From the text below on cultural humility in global health physiotherapy, quote word for word the part that opens with "We have found" and closes with "an alternative intervention.".

__TEXT SEGMENT__.
○ ○ ○ ○ ○

We live in a world that is exceptionally diverse and tremendously unequal. In recent years the field of global health has grown through the recognition of these realities, but with a variety of perspectives on how they should be considered.1 Global health has also grown in physiotherapy, with increasing numbers of Canadian physiotherapists and students engaging in initiatives abroad. In one sense, this is also a manifestation of global inequality: people with certain national and professional statuses—and the economic resources to travel—are able to intervene elsewhere, and to do so primarily on their own terms.
As physiotherapists invested in global health, we see the potential for physiotherapy to have a positive impact on important unmet needs around the world.2 Concurrently, we are concerned about the potential for such initiatives to be unknowingly ineffectual, or even to create more problems than solutions.3 We consider this risk particularly high where global health involvement is shrouded in a veil of naïve altruism or domineering heroism,4 perpetuating colonial dynamics whereby Western knowledge and viewpoints subjugate alternatives.5,6
To maximize the potential for positive global health involvement while heightening awareness of the potential for ineffectiveness or even harm, we propose that physiotherapists and students engage in reflective practice premised on the concept of cultural humility.7 Cultural humility is an ongoing process of critiquing one's own culture while striving to respectfully understand others, of recognizing and redressing power imbalances, and of contributing to partnerships that are mutually beneficial and non-paternalistic.
We have found that reflecting on experiences through the lens of cultural humility can lead to useful insights to inform our actions. Here is an example:
A Canadian physiotherapist volunteering at a hospital in a low-income country notices a local colleague, on staff at the hospital, conducting a treatment that the Canadian considers ineffectual at a critical time in the patient's recovery. Seeing the importance of effective treatment, he interrupts to present an alternative intervention.
We respect the visiting physiotherapist's intention to contribute to what he understands to be better patient care, but we also believe that this interruption would not occur if the visitor embodied the principles of cultural humility. To begin with, the Canadian's views of what constitutes “best practice” might be broader if he saw the interventions currently dominant in high-income countries as products of a specific, culturally embedded world view, as opposed to universal principles to be applied regardless of context. Furthermore, reflection with cultural humility requires considering power imbalances. We hope the Canadian could see that his ability to visit a facility in a foreign country and critique its staff is one that his local colleague is unlikely to have, and that the reasons for this should not be taken as natural. In the scenario described above, the Canadian physiotherapist did not pause to consider his local colleague's rationale for conducting the treatment, which might have been consistent with the realities of the situation and the culturally grounded world view. By not seeking this information, the visiting physiotherapist not only behaved disrespectfully but also missed an opportunity to learn about the local context and culture.
In this example, we show how cultural humility reveals considerations and opportunities that are not otherwise readily apparent. Although the example is hypothetical, it is similar to actual interactions we have experienced—interactions that raised concerns because the Canadians involved saw them not as problematic but as inherent to improving physiotherapy for the underserved. Despite these concerns, we are optimistic that by using a cultural humility lens, we can create alternative courses of action that are mutually beneficial and non-paternalistic.

○ ○ ○ ○ ○

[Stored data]
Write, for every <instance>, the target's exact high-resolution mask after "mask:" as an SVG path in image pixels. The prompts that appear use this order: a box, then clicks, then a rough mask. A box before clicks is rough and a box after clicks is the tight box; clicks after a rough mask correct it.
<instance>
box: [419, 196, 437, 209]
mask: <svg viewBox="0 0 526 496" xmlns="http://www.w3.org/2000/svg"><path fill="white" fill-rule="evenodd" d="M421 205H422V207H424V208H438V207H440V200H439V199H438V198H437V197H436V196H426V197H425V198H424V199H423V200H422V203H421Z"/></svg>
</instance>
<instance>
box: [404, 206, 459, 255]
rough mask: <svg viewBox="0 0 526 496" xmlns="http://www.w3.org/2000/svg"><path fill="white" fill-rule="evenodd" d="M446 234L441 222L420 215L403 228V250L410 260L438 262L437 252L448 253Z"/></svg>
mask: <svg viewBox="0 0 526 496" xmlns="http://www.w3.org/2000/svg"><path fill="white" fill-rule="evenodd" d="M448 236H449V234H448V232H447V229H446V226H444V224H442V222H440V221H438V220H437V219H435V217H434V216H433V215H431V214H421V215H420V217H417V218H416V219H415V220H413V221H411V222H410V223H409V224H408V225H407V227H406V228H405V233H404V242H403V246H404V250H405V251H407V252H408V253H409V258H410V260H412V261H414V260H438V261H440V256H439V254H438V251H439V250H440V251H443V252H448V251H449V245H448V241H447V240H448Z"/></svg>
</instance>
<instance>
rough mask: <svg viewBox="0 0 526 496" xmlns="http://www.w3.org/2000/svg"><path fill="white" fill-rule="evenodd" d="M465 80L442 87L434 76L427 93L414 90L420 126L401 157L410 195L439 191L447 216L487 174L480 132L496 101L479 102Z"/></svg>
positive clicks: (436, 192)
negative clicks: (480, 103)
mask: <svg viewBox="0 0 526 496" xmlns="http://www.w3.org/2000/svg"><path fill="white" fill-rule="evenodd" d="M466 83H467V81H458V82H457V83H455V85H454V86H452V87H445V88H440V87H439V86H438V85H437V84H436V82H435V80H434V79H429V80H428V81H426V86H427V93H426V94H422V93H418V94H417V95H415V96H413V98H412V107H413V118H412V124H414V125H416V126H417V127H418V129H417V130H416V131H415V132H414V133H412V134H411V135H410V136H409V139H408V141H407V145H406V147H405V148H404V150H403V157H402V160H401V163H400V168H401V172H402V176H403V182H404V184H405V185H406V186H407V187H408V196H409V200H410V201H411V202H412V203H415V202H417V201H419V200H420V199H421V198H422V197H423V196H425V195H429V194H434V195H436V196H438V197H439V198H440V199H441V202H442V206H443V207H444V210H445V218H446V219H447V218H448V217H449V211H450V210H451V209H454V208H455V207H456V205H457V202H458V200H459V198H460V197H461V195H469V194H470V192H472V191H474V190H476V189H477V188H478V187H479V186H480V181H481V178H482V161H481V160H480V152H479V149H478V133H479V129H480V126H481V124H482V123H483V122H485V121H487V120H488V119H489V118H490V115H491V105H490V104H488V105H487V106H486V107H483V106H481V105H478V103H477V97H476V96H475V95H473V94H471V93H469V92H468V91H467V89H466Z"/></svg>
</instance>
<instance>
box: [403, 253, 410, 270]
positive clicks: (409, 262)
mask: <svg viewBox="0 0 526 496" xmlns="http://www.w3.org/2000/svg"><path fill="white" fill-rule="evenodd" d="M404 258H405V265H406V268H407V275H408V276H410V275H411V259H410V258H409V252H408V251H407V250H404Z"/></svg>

○ ○ ○ ○ ○

__RESULT OF THE EXERCISE__.
We have found that reflecting on experiences through the lens of cultural humility can lead to useful insights to inform our actions. Here is an example:
A Canadian physiotherapist volunteering at a hospital in a low-income country notices a local colleague, on staff at the hospital, conducting a treatment that the Canadian considers ineffectual at a critical time in the patient's recovery. Seeing the importance of effective treatment, he interrupts to present an alternative intervention.